▸ THE INPUT:
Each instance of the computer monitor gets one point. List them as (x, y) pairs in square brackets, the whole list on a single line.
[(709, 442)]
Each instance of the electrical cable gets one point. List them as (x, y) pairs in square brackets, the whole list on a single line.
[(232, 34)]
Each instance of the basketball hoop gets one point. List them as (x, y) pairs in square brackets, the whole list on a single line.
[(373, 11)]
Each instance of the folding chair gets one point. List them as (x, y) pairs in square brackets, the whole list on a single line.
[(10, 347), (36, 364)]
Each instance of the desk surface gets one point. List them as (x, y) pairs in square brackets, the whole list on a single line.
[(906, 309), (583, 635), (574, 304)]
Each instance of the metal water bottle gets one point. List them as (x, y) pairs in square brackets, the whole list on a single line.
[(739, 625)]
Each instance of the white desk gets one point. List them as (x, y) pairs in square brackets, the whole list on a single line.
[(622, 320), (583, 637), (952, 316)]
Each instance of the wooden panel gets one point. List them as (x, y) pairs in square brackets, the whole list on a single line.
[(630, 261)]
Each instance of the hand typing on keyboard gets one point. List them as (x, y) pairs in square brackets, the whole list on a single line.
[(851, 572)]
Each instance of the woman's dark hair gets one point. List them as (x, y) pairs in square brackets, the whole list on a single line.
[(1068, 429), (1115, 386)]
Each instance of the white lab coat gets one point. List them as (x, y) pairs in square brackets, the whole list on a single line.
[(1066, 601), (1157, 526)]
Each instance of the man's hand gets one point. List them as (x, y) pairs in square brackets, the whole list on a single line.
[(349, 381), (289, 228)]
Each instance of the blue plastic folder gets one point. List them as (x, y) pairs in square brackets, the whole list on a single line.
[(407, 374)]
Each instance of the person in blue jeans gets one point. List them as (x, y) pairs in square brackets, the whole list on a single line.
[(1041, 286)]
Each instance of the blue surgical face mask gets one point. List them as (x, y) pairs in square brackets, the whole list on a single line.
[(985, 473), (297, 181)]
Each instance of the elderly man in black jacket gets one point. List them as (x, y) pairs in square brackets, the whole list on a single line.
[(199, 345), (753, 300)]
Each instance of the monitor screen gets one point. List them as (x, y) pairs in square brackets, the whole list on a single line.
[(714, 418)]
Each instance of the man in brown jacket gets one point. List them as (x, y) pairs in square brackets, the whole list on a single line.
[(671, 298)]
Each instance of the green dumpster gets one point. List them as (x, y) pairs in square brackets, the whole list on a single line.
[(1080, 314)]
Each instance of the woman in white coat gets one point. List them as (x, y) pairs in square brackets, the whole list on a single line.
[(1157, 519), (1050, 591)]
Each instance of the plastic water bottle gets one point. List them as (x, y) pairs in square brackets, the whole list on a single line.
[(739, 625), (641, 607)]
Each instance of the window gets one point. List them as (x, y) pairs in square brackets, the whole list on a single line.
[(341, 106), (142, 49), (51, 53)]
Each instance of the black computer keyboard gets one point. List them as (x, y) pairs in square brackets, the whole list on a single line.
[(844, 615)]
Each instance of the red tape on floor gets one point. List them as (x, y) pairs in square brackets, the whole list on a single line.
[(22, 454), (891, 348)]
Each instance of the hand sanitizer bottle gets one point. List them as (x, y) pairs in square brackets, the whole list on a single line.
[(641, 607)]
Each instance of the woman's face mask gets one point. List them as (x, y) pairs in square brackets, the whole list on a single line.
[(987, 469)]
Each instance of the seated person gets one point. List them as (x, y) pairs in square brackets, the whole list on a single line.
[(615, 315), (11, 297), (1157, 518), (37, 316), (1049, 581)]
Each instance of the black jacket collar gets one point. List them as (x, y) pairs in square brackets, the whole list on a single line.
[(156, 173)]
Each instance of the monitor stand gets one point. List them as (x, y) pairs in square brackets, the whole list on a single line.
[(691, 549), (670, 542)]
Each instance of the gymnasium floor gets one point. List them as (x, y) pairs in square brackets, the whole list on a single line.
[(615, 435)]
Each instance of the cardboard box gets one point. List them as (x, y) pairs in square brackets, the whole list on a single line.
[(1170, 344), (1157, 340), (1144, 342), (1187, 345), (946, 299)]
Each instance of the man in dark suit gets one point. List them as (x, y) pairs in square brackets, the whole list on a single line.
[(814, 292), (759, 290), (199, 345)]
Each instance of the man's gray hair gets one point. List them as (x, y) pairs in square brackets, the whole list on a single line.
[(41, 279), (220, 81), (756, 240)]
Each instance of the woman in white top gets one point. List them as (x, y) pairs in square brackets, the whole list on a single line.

▸ YOUR OBJECTIVE:
Return everything in the records. Keep each line exactly as written.

▸ RESPONSE BOX:
Each instance of the computer monitor gets one point. List them as (x, y) pairs in square brackets, the whole list on a single line.
[(709, 442)]
Each instance of the electrical cable gets one point. List them as (x, y) pairs in square brackets, the whole list on a single line.
[(232, 34)]
Each instance of the basketball hoop gets one point. List them as (x, y) pairs in square brackets, the whole list on a single line.
[(373, 11)]
Each instance of the folding chair gets one point. List them as (x, y) pairs in square brackets, the whole list on a single line.
[(10, 347), (36, 364)]
Each instance of the desk surface gets one point. List them as (x, y) pairs in square brackets, the whole list on a single line.
[(906, 309), (583, 635), (574, 304)]
Each instance of the metal water bottle gets one point. List them as (x, y) pairs in square brackets, the whole list on a single line.
[(739, 625)]
Each instance of the white desk gets one point. List them as (x, y) pairs in square brackets, the whole list on a single line.
[(622, 320), (583, 637), (952, 316)]
Each instance of the wooden panel gets one point. List them as (x, y) pairs in square brackets, the whole list on a single line.
[(630, 261)]
Each instance of the hand typing on keyboard gets one point. List them as (x, y) pairs in square brackets, the whole list on a single line.
[(851, 572)]
Each instance of the woman's dark hair gets one point. List them as (x, y) pairs in square brackets, the whole list on a single line.
[(1068, 429), (1115, 386)]
Each instance of the white lab coat gets one point. List them as (x, y) pairs in square brackets, the whole list on a single line.
[(1066, 601), (1157, 526)]
Each instance of the man's hand gets one point. List them as (x, y) pairs in square brackets, the whole list on a single line.
[(349, 381), (289, 228)]
Each instance of the blue plastic folder gets one point. List them as (x, y) pairs in square brackets, the whole list on a single line.
[(407, 374)]
Each instance of the person in blue jeans gets one point. List them as (x, y) pairs in square brackets, the whole list on a single line.
[(1041, 286)]
Each instance of the blue surgical face mask gets one point. List them as (x, y) pairs in square brackets, the whole list on a single line.
[(985, 473), (297, 181)]
Each instance of the elderly man in black jacket gets one point. List them as (x, y) pairs in square brackets, the whole list on a single line.
[(199, 345), (753, 300)]
Each instance of the monitor screen gets one point. List them as (x, y) pairs in square brackets, the whole list on a single line.
[(714, 418)]
Each instance of the man in brown jacket gets one point. List them as (x, y) pairs in square brackets, the whole list on a single line.
[(671, 298)]
Each instance of the green dumpster gets one point. List them as (x, y) pairs in square brackets, the whole list on a single line.
[(1080, 314)]
Each instance of the woman in white coat gets one point. List them as (x, y) pairs in square brackets, the whole list on a single line.
[(1157, 519), (1050, 591)]
Each instance of the plastic water bottle gets one point. List them as (x, y) pairs in square brackets, the whole list on a single line.
[(739, 625), (641, 607)]
Each instance of the window gets one point. List them as (x, y) pairs in square brackets, the whole list on a single line.
[(341, 106), (142, 49), (51, 53)]
Each instance of the black computer keyboard gets one point. List them as (x, y) pairs in square brackets, the whole list on a single line.
[(844, 615)]
Each instance of the red tape on floor gets one point. List them as (x, y) pairs in square brackets, the whole list on a single line.
[(22, 454), (891, 348)]
Each instance of the hand sanitizer bottle gets one point. List them as (x, y) pairs in square brackets, the whole list on a single line.
[(641, 607)]
Each instance of the woman's face mask gets one point. List them as (x, y) pairs in square brackets, the whole list on a single line.
[(987, 469)]
Each instance of the seated person gets one point. List them as (x, y) pairs in square brackets, the whole list on a single line.
[(615, 315), (11, 297), (1157, 518), (37, 316), (1049, 581)]
Each instance of the black jacket collar gets one point. List them as (x, y) pairs in square brackets, the whole list on a single line.
[(156, 173)]
Each instance of the monitor stand gets one point. List them as (x, y) pairs in square brackets, the whole list on a single line.
[(691, 549), (670, 542)]
Each instance of the gymnasium floor gets one point. List them as (x, y) pairs in square brackets, the whole list on a single line.
[(615, 435)]
Each instance of the cardboard box gets one point. List them as (x, y) pairs in square brackets, the whole list on a single line.
[(1170, 344), (1157, 340), (1144, 342), (1187, 345), (946, 299)]
Each instance of the man in dark suit gets one point. List them as (x, y) pairs in square brackets, the whole list on a single line.
[(814, 292), (759, 290), (199, 345)]
Each instance of the man's gray hair gets one point. List them as (x, y) pairs in square brackets, the whole list on a single line.
[(41, 279), (220, 81), (756, 240)]
Each instance of the woman in white top gets one point. List them as (x, y) pairs in square brackets, the whole list on a single line.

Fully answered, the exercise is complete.